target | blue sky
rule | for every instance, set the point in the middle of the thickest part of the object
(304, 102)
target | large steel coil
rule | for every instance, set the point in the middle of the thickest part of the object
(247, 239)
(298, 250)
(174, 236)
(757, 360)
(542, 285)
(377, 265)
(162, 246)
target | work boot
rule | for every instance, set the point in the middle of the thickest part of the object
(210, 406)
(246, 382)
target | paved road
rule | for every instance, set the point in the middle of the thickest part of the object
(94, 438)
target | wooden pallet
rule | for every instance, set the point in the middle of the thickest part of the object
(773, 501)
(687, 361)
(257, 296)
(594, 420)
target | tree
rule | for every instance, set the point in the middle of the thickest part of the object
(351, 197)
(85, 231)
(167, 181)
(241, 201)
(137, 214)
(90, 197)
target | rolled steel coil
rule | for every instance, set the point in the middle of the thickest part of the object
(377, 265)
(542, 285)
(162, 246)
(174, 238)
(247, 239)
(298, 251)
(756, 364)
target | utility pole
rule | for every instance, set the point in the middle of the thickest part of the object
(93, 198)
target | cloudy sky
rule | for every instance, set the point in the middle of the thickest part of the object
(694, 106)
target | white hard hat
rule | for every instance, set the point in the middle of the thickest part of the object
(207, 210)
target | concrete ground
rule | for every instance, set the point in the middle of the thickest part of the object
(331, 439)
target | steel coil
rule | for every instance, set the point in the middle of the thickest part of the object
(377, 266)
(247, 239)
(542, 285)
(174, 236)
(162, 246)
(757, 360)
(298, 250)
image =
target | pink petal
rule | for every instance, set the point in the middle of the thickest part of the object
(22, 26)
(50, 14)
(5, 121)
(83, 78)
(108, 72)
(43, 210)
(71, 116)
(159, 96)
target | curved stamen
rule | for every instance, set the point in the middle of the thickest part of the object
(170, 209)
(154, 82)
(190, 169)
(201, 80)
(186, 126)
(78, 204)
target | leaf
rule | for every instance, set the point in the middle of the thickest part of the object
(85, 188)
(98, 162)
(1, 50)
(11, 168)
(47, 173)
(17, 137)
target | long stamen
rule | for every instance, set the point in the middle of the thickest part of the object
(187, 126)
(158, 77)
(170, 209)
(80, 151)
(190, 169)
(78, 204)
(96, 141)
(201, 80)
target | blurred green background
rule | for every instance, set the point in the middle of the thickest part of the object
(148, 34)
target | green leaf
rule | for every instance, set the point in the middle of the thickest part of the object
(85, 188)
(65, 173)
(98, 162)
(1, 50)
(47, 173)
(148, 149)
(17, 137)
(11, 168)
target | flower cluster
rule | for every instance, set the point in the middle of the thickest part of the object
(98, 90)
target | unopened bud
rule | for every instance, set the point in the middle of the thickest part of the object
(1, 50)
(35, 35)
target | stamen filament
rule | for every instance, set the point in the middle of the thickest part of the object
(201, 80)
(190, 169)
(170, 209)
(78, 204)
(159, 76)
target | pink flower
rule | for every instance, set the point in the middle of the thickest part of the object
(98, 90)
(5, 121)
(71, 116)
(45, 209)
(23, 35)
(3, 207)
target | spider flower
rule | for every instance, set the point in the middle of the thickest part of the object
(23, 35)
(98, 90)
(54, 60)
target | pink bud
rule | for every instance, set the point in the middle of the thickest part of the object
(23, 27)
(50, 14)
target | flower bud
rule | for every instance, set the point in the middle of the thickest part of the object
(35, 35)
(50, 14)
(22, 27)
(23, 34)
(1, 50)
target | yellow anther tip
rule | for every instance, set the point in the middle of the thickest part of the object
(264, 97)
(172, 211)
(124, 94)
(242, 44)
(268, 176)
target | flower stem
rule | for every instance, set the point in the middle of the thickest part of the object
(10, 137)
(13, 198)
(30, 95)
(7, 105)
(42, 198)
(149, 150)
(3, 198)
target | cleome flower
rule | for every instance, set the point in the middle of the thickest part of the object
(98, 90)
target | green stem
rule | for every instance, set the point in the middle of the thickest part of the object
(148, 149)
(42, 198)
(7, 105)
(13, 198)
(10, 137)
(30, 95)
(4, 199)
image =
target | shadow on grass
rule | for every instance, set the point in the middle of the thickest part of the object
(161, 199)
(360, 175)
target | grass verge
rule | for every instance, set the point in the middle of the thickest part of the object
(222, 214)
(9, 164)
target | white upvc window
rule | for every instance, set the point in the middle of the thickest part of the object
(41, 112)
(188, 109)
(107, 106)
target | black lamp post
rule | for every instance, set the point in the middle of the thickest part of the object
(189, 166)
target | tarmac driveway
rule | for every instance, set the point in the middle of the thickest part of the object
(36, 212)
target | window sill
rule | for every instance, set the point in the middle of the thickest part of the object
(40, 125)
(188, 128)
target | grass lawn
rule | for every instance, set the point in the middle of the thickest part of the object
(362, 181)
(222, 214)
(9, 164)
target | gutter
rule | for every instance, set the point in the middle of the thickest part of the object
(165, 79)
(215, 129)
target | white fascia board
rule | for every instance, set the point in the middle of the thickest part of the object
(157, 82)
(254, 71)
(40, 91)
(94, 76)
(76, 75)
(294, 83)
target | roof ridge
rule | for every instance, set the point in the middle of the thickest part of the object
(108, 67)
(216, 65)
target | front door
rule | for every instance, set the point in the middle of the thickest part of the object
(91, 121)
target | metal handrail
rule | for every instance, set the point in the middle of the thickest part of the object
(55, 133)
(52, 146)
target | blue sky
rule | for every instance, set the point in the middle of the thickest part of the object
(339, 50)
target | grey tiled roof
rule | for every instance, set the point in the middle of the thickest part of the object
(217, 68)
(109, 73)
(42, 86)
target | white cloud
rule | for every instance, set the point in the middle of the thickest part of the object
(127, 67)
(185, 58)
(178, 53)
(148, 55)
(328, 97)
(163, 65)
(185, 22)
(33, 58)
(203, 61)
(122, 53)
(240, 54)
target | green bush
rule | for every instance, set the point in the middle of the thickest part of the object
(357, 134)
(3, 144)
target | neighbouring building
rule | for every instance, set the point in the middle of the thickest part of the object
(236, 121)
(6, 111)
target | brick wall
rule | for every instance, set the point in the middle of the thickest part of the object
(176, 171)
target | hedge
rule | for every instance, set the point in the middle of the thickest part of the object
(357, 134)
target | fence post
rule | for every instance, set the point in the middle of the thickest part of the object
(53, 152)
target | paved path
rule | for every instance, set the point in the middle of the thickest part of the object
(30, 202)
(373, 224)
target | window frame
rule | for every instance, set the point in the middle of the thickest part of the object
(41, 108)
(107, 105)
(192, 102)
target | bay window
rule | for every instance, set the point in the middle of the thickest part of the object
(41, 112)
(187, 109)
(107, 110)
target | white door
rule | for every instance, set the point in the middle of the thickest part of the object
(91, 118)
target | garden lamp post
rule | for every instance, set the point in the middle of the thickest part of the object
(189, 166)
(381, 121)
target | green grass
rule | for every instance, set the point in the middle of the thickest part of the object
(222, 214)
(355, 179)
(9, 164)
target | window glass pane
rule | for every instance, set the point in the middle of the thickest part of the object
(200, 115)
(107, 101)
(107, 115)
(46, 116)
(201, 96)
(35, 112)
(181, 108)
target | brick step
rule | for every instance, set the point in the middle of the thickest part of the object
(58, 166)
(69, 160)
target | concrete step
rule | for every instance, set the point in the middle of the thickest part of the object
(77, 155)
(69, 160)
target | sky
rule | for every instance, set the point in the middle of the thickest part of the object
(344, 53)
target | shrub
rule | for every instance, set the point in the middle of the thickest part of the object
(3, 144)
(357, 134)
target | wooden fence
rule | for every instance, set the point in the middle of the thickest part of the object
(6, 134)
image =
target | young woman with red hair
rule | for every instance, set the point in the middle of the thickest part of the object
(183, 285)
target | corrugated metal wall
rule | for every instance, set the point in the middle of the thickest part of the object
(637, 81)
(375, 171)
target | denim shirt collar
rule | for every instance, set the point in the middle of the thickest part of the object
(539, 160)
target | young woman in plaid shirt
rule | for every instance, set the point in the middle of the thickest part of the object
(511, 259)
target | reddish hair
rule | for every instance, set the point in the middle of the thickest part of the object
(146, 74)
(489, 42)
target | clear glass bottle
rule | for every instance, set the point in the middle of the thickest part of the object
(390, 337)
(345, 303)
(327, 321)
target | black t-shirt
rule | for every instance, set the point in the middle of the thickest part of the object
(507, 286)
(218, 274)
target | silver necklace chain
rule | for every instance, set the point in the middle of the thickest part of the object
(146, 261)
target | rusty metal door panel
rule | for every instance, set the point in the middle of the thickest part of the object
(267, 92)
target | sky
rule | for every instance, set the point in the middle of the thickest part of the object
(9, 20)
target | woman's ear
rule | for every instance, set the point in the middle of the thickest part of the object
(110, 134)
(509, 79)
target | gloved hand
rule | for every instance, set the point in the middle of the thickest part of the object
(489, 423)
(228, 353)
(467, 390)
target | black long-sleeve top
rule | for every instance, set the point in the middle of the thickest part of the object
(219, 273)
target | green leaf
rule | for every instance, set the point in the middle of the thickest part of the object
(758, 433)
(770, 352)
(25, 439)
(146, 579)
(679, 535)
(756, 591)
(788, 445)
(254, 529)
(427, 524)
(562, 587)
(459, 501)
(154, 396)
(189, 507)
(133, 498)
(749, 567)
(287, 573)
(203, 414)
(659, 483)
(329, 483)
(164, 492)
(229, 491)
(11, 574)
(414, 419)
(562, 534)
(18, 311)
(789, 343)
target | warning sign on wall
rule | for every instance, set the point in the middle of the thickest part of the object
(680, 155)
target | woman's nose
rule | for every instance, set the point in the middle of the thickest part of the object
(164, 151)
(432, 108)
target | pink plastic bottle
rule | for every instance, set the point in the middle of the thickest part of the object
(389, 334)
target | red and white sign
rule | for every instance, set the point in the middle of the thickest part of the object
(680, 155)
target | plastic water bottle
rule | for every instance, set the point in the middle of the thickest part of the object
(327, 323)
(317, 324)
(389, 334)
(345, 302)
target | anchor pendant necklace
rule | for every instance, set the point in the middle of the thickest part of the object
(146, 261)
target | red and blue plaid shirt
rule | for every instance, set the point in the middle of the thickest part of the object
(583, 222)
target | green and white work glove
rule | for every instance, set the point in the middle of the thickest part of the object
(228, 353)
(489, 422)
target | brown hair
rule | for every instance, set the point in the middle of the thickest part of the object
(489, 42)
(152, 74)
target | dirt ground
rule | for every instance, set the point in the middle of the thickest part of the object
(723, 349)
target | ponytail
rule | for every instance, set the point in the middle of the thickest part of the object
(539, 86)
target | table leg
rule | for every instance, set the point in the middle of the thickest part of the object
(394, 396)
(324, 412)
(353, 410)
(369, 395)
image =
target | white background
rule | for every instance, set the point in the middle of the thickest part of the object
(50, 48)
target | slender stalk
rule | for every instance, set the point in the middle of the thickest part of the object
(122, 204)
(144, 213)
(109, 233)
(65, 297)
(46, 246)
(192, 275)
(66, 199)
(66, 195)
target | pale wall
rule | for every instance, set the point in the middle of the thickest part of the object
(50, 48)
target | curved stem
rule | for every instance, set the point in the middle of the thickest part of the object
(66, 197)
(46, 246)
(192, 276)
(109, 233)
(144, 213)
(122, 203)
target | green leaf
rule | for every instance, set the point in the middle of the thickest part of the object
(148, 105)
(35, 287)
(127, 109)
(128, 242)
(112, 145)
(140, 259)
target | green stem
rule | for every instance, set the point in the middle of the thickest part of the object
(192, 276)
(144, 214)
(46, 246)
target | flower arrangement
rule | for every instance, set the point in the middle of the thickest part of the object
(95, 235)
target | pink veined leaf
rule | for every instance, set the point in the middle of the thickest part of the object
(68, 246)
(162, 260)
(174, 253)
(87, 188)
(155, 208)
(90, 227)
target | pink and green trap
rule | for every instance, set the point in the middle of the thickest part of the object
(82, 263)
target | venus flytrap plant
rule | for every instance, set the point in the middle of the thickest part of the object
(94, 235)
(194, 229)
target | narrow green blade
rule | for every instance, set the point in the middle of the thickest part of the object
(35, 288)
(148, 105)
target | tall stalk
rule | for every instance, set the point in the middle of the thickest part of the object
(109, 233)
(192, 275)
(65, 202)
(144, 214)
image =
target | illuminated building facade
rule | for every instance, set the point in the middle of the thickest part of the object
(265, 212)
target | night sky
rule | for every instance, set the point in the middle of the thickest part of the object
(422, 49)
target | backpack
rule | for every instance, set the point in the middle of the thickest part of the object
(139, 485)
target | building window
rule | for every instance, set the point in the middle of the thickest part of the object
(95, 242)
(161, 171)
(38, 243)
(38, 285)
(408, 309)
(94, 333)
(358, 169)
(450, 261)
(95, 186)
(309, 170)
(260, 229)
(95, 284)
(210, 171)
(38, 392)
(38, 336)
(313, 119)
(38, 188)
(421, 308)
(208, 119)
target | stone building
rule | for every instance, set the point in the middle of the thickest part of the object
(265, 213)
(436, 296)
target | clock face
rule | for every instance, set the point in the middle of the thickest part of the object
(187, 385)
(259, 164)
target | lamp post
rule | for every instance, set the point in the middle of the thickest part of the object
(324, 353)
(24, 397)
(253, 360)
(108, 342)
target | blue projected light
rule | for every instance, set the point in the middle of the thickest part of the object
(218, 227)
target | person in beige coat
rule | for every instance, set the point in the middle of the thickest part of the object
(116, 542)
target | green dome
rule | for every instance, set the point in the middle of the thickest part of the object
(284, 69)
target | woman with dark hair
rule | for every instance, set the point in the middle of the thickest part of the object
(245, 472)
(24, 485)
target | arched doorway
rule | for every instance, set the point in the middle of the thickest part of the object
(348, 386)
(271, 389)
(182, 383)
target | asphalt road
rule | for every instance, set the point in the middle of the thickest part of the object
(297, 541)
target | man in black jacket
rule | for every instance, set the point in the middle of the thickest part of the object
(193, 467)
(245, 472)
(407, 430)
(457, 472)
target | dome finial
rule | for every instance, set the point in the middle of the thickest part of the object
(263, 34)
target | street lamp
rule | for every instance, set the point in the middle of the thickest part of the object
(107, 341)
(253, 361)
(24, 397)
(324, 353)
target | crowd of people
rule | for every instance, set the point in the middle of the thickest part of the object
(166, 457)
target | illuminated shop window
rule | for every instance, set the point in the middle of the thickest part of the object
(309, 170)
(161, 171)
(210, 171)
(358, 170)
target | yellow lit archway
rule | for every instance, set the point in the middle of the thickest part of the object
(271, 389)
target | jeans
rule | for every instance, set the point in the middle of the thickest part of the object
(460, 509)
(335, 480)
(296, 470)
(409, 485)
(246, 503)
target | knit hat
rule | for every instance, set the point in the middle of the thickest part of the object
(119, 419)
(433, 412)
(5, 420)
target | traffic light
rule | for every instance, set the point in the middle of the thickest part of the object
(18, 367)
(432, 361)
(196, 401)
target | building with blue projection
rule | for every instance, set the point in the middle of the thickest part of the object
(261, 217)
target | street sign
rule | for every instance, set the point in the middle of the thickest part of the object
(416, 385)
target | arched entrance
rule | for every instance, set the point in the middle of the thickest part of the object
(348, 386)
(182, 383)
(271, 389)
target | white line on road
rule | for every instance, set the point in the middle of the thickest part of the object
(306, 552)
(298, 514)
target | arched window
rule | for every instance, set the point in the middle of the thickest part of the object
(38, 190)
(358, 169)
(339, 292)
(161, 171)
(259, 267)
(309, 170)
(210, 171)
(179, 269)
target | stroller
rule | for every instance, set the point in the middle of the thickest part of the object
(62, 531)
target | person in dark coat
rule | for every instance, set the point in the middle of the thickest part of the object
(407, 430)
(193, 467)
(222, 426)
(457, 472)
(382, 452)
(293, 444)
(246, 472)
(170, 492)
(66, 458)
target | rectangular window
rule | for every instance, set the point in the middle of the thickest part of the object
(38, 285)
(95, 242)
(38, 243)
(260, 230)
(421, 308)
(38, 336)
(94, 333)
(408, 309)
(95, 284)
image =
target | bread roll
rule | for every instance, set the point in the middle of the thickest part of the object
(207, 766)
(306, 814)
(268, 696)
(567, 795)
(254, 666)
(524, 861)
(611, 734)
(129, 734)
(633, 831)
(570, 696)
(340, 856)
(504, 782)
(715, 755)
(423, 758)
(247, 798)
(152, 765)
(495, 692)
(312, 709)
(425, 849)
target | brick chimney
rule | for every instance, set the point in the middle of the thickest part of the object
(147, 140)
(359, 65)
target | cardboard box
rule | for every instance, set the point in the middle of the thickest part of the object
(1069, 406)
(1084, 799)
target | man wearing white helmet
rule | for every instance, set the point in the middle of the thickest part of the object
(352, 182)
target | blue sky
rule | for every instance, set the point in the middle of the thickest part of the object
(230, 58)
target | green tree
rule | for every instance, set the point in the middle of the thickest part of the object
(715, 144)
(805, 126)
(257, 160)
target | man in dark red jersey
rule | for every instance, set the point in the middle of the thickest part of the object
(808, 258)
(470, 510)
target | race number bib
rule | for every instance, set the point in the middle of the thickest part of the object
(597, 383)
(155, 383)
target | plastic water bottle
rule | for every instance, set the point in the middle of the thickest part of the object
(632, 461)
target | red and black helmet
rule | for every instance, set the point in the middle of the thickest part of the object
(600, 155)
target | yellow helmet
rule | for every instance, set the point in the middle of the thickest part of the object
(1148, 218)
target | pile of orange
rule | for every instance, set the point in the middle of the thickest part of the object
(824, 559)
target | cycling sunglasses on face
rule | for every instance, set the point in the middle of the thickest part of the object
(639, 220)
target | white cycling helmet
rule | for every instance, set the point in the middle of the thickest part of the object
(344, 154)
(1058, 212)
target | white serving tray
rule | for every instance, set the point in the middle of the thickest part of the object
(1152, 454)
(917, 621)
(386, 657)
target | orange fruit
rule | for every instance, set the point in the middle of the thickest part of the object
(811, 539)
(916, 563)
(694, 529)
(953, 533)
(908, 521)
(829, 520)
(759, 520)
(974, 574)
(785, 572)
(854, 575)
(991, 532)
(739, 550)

== == ==

Directive: From the line containing "target | man wearing white helmet" to the last line of the material, please quote every line exactly and only those.

Task solution:
target | man wearing white helmet
rule | for every instance, set the point in the middle of the thickest part of the object
(352, 182)
target | blue sky
rule | for every instance, set the point in the middle of the thickest part of the object
(230, 58)
target | green tree
rule | for every instance, set the point in the middle of the thickest part of the object
(715, 144)
(805, 126)
(257, 160)
target | man in dark red jersey
rule | for every instance, set the point in the middle of the thickest part of the object
(808, 258)
(470, 510)
target | race number bib
rule | for every instance, set the point in the middle of the thickest part of the object
(597, 383)
(155, 383)
target | plastic water bottle
rule | for every instance, set the point in the middle of the thickest part of the object
(632, 461)
target | red and black helmet
rule | for every instance, set the point in the middle of the thickest part of the object
(600, 155)
target | yellow helmet
rule | for every instance, set the point in the middle of the thickest part of the object
(1148, 218)
target | pile of orange
rule | for every instance, set the point in the middle of the thickest part of the object
(824, 559)
target | cycling sunglasses on face
rule | for every instance, set the point in the middle of the thickest part of the object
(639, 220)
target | white cycling helmet
rule | for every instance, set the point in the middle of the thickest part of the object
(344, 154)
(1058, 212)
target | white serving tray
rule | for every instance, set the point in the middle of the thickest part of the object
(1152, 454)
(917, 621)
(386, 657)
target | orange fruit
rule | for every instance, set the point in the middle of the thickest part of the object
(811, 539)
(916, 563)
(694, 529)
(953, 533)
(908, 521)
(829, 520)
(759, 520)
(974, 574)
(785, 572)
(854, 575)
(991, 532)
(739, 550)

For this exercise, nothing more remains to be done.